─── Input rows ───

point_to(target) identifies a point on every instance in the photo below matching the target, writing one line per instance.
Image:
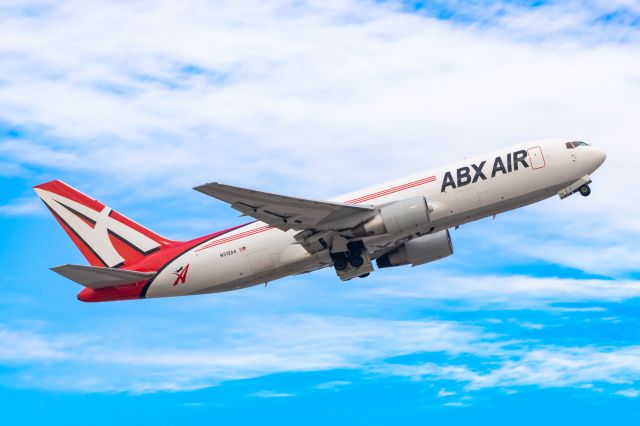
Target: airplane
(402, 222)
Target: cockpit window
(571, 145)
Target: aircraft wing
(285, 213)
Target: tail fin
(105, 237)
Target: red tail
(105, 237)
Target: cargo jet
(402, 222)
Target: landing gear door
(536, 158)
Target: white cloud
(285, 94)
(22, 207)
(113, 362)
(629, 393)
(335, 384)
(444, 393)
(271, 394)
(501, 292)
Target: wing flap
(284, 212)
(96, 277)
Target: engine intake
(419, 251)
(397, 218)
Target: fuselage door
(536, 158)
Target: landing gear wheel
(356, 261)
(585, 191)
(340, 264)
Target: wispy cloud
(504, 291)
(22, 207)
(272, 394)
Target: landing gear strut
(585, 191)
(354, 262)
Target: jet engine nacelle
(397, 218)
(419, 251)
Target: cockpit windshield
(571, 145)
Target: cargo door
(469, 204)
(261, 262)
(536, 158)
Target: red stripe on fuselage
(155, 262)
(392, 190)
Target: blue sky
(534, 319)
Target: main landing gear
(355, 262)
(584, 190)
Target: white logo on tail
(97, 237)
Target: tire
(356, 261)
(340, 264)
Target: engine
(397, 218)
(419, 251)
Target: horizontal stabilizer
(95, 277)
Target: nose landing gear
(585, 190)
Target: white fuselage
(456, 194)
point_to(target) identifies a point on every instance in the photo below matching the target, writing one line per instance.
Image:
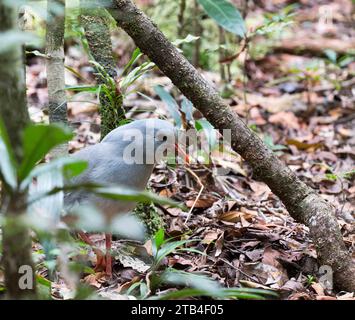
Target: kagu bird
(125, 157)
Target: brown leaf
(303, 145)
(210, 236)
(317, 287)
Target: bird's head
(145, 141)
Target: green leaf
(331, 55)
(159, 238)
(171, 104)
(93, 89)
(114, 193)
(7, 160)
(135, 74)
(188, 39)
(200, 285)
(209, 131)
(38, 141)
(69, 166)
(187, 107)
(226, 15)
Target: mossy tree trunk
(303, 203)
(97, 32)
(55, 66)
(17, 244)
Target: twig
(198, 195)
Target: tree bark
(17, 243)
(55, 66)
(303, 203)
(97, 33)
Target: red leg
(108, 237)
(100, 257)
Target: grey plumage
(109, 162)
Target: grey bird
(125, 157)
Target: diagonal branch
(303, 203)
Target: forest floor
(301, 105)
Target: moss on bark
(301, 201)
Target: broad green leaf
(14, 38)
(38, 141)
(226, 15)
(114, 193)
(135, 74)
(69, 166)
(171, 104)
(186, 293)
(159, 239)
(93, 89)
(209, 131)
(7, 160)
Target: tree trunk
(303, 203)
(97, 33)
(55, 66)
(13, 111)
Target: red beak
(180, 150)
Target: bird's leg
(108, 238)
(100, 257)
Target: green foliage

───

* **Aim of the exercise**: Copy all of the records above word for word, leaving out the pictures.

* **Output for this exercise**:
point_to(target) identifies a point on every instance in the photo below matching the target, writing one line per instance.
Image:
Target: airplane
(402, 222)
Target: cockpit window
(571, 145)
Target: aircraft wing
(285, 213)
Target: tail fin
(105, 237)
Target: red tail
(105, 237)
Target: cargo jet
(402, 222)
Target: landing gear door
(536, 158)
Target: white cloud
(285, 94)
(22, 207)
(113, 362)
(629, 393)
(335, 384)
(444, 393)
(271, 394)
(501, 292)
Target: wing flap
(284, 212)
(96, 277)
Target: engine intake
(419, 251)
(397, 218)
Target: fuselage door
(536, 158)
Target: landing gear wheel
(356, 261)
(585, 191)
(340, 264)
Target: wispy cloud
(504, 291)
(22, 207)
(272, 394)
Target: landing gear strut
(585, 191)
(354, 262)
Target: jet engine nacelle
(397, 218)
(419, 251)
Target: cockpit windshield
(571, 145)
Target: cargo door
(469, 204)
(261, 262)
(536, 158)
Target: red stripe on fuselage
(155, 262)
(392, 190)
Target: blue sky
(534, 319)
Target: main landing gear
(355, 262)
(584, 190)
Target: white logo on tail
(97, 237)
Target: tire
(356, 261)
(340, 264)
Target: engine
(397, 218)
(419, 251)
Target: horizontal stabilizer
(95, 277)
Target: nose landing gear
(585, 190)
Target: white fuselage
(456, 194)
point_to(target) identifies a point on every instance in the photo below matching the target, writing one line per instance.
Image:
Target: kagu bird
(125, 157)
Target: brown leaf
(303, 145)
(210, 236)
(317, 287)
Target: bird's head
(145, 141)
Target: green leaf
(331, 55)
(159, 238)
(171, 104)
(93, 89)
(114, 193)
(7, 160)
(135, 74)
(188, 39)
(200, 285)
(209, 131)
(38, 141)
(69, 166)
(187, 107)
(226, 15)
Target: mossy tree trunk
(303, 203)
(97, 32)
(55, 66)
(17, 244)
Target: twig
(198, 195)
Target: tree bark
(17, 243)
(55, 66)
(303, 203)
(97, 33)
Target: red leg
(108, 237)
(100, 257)
Target: grey plumage
(109, 162)
Target: grey bird
(125, 157)
Target: diagonal branch
(303, 203)
Target: forest floor
(301, 105)
Target: moss on bark
(301, 201)
Target: broad green leaf
(14, 38)
(38, 141)
(226, 15)
(114, 193)
(135, 74)
(69, 166)
(171, 104)
(186, 293)
(159, 239)
(93, 89)
(209, 131)
(7, 160)
Target: tree trunk
(303, 203)
(97, 33)
(55, 66)
(13, 111)
Target: red beak
(180, 150)
Target: bird's leg
(108, 238)
(100, 257)
Target: green foliage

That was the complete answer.